▶ Objetivo: Actualiza todo el material cambiando "white window frame" por "gray window frame" y deja lo demás tal como está.

▶ Datos mostrados:
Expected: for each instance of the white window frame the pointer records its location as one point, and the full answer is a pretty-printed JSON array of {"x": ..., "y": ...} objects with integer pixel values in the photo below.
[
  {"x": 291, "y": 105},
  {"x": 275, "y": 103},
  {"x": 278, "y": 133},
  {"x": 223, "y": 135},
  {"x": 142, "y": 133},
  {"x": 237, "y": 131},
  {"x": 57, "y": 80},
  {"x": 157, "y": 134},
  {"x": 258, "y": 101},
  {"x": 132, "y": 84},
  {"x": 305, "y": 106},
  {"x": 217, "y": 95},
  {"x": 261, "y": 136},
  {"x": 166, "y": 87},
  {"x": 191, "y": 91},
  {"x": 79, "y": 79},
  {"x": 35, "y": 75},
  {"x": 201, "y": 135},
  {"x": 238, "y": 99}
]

▶ Respuesta completa:
Expected: for each instance of the gray window frame the pointer records its location as one point, and the full answer is a pretty-printed JSON array of {"x": ..., "y": ...} objects with integer pixel values in the photo below.
[
  {"x": 291, "y": 105},
  {"x": 275, "y": 103},
  {"x": 278, "y": 133},
  {"x": 223, "y": 135},
  {"x": 142, "y": 133},
  {"x": 237, "y": 131},
  {"x": 57, "y": 80},
  {"x": 157, "y": 134},
  {"x": 258, "y": 101},
  {"x": 132, "y": 84},
  {"x": 305, "y": 106},
  {"x": 217, "y": 95},
  {"x": 261, "y": 136},
  {"x": 166, "y": 87},
  {"x": 191, "y": 91},
  {"x": 79, "y": 79},
  {"x": 35, "y": 75},
  {"x": 201, "y": 135},
  {"x": 238, "y": 99}
]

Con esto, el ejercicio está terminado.